Top of GIVEN TEXT
Most people struggle with being honest with themselves about their financial condition.  It is very easy to be in denial about the need to make changes and the need for help.  Here are a few questions to ask yourself:
* Do you have credit card debt?
* Has your overall level of debt increased during the past year?
* Do you have a car payment?
* Does it ever feel like the month lasts longer than the money?
* Do you find yourself struggling to make it until the next payday?
* Are you finding it hard to save for the future?
* Do you and your spouse often fight about money?

If you answered YES to any of these questions, then you need a financial surgery.  If you answered YES to more than one of these questions (or maybe all of them!) then you are in desperate need of changes in you life.  Admit that you have financial struggles and begin to change.

2. Stop the Bleeding

The first step is to stop the bleeding.  You do this by changing your spending habits. This will mean changing your lifestyle.  Let’s face it, if you answered YES to questions above then you are living a lifestyle that you cannot afford.  You need to scale back to a lifestyle you can afford.  The longer that you’ve been living a life you can’t afford, the further you will need to cut back your current spending.
Bottom of GIVEN TEXT
→ **EXERCISES**:
(1) In the passage on financial struggles, how do you stop the bleeding?
(2) Reproduce the passage on financial struggles word for word, starting at "Most people struggle" and ending at "fight about money?".
Work only from the passage on financial struggles.
Top of DATASET ENTRIES
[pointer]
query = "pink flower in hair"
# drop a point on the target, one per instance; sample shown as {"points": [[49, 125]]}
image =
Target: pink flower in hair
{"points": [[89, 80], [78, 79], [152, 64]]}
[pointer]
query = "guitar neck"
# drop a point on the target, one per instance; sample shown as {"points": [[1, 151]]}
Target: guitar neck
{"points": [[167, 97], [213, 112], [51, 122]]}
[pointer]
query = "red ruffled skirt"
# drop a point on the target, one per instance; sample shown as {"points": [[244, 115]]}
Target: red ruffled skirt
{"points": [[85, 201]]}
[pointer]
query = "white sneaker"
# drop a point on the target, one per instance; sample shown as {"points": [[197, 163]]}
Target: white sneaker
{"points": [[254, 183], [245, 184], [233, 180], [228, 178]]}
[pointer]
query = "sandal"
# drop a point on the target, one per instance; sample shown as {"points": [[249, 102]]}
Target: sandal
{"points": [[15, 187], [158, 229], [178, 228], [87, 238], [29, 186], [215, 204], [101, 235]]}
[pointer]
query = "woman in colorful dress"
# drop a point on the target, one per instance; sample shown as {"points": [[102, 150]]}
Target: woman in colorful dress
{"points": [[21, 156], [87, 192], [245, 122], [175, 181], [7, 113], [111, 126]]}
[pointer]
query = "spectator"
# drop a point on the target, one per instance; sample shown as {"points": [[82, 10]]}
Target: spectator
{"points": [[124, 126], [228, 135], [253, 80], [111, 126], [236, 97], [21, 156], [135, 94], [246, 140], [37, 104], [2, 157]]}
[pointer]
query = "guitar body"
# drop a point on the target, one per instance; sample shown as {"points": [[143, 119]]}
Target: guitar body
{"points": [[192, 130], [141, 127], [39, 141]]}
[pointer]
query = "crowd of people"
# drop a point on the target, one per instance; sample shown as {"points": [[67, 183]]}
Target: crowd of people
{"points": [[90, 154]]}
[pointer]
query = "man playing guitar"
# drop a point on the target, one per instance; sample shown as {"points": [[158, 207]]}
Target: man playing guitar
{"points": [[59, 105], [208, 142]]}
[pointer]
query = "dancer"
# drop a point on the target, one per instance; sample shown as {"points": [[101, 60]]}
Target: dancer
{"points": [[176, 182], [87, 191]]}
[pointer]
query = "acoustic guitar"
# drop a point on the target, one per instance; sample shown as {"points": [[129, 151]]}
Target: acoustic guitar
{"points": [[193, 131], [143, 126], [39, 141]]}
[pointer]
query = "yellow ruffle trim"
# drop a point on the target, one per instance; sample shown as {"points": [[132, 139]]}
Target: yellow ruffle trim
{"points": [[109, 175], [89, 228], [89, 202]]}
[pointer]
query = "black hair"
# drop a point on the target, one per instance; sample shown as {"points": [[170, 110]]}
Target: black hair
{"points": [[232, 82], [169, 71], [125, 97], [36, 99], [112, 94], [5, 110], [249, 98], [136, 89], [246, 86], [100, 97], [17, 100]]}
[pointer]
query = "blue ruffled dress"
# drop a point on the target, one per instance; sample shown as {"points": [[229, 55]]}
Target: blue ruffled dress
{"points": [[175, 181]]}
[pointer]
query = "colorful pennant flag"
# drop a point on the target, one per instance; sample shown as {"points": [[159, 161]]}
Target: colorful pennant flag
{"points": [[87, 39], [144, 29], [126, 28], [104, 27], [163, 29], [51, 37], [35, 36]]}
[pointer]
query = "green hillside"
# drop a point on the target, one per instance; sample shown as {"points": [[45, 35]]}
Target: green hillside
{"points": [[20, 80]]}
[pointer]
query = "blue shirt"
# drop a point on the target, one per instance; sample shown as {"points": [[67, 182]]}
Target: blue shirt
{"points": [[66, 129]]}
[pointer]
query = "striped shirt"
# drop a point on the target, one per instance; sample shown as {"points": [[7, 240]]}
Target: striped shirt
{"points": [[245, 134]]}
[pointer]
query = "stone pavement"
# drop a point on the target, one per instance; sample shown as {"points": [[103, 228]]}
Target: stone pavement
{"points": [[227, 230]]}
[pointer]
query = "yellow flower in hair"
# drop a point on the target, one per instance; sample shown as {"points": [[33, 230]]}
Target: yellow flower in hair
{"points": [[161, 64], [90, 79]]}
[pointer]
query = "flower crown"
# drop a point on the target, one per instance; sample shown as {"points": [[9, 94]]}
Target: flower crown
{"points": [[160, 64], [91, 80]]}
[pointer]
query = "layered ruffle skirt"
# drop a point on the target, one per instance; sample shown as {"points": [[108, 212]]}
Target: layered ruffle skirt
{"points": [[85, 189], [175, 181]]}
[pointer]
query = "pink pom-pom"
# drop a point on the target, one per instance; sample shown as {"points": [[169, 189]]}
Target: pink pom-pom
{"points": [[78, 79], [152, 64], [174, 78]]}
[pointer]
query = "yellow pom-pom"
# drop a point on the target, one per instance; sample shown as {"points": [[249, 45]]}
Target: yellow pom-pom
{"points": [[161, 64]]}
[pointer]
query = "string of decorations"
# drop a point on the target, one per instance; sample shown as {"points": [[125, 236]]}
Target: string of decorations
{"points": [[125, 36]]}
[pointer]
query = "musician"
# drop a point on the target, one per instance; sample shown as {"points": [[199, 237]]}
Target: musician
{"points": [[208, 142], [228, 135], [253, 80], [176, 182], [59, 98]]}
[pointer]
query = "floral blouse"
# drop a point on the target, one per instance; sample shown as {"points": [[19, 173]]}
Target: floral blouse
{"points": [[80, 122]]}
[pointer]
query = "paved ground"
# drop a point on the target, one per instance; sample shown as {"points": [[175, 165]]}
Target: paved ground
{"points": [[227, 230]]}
Bottom of DATASET ENTRIES
→ **RESPONSES BY ITEM NUMBER**:
(1) By changing your spending habits.

(2)
Most people struggle with being honest with themselves about their financial condition.  It is very easy to be in denial about the need to make changes and the need for help.  Here are a few questions to ask yourself:
* Do you have credit card debt?
* Has your overall level of debt increased during the past year?
* Do you have a car payment?
* Does it ever feel like the month lasts longer than the money?
* Do you find yourself struggling to make it until the next payday?
* Are you finding it hard to save for the future?
* Do you and your spouse often fight about money?